> **Document segment**
When A Magistrate Says An Alleged Rape Victim Has 'Buyer's Remorse', It's Not Just Vile, It's Dangerous

Buyer's remorse is something suffered by people who spend a bucket-load on a new computer, only to walk past the shop window the next week and find it is now 20 percent off. It's not something suffered by women who are raped.

Unless you ask controversial Melbourne magistrate, Richard Pithouse, who told a woman that the alleged criminal assault against her was nothing more than her changing her mind the morning after, the Herald Sun reported on Tuesday.

There is no doubt that this comment is absolutely reprehensible. Vile, in fact.

To imply that a woman who is an alleged victim of rape simply ‘regretted her decision’ after having a few too many drinks and stumbling home with a stranger is insensitive, potentially re-traumatising and unnecessary.

A gently worded sentence or two from the judge about facts needing to be established would have been more than enough.

We live in a culture that allows women to be shamed for speaking up about alleged sexual assault and harassment. (Image: Getty)

> **List of tasks**
[1] In the article on the magistrate's comment, which newspaper reported the remark?
[2] Write out the passage of the article on the magistrate's comment between "There is no" and "harassment. (Image: Getty)", inclusive.
[3] Continue the article on the magistrate's comment from its last line.
None of the records are needed for this work.

> **Information**
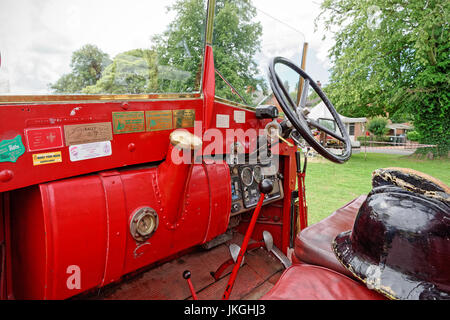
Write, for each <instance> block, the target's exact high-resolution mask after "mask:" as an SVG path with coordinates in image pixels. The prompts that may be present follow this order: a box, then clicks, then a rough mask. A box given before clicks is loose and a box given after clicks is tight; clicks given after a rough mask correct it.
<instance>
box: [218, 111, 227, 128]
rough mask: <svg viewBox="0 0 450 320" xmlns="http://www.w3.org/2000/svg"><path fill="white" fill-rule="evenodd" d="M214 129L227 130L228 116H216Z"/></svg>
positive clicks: (221, 114)
mask: <svg viewBox="0 0 450 320" xmlns="http://www.w3.org/2000/svg"><path fill="white" fill-rule="evenodd" d="M216 127H217V128H229V127H230V116H229V115H227V114H218V115H216Z"/></svg>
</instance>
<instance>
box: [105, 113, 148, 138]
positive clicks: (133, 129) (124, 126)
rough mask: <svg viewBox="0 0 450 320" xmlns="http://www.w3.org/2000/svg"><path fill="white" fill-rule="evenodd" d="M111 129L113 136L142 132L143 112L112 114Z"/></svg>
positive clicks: (143, 125) (144, 115) (143, 131)
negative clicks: (113, 130) (119, 134)
mask: <svg viewBox="0 0 450 320" xmlns="http://www.w3.org/2000/svg"><path fill="white" fill-rule="evenodd" d="M112 118H113V129H114V133H115V134H121V133H132V132H144V131H145V115H144V111H125V112H113V113H112Z"/></svg>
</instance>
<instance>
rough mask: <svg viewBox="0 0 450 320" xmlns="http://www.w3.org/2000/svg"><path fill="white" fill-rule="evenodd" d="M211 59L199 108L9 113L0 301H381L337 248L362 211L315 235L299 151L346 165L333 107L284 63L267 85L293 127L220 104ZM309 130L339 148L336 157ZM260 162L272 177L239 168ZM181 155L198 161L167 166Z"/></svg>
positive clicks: (151, 103) (331, 215)
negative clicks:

> **Your responses**
[1] The Herald Sun.

[2]
There is no doubt that this comment is absolutely reprehensible. Vile, in fact.

To imply that a woman who is an alleged victim of rape simply ‘regretted her decision’ after having a few too many drinks and stumbling home with a stranger is insensitive, potentially re-traumatising and unnecessary.

A gently worded sentence or two from the judge about facts needing to be established would have been more than enough.

We live in a culture that allows women to be shamed for speaking up about alleged sexual assault and harassment. (Image: Getty)

[3]
It is hard enough as a woman to report rape, assault or harassment and be taken seriously. In Victoria, recent statistics show we see barely three percent of accused attackers being imprisoned, despite global evidence suggesting only about four percent of claims are found or suspected to be false.

A lot of things are at play that make statistics like the above possible. We live in a society where the culture has allowed women to be shamed when they are the victims of rape and assault, rather than shaming the perpetrators of violence.

This is further compounded by the fact that we do not have enough women in positions of power, especially in the justice system.

In our courts, the burden of proof lies with the victim -- in other words we make it incredibly difficult and traumatic for people who are victims of sexual assault to simply go through the process of seeking a conviction.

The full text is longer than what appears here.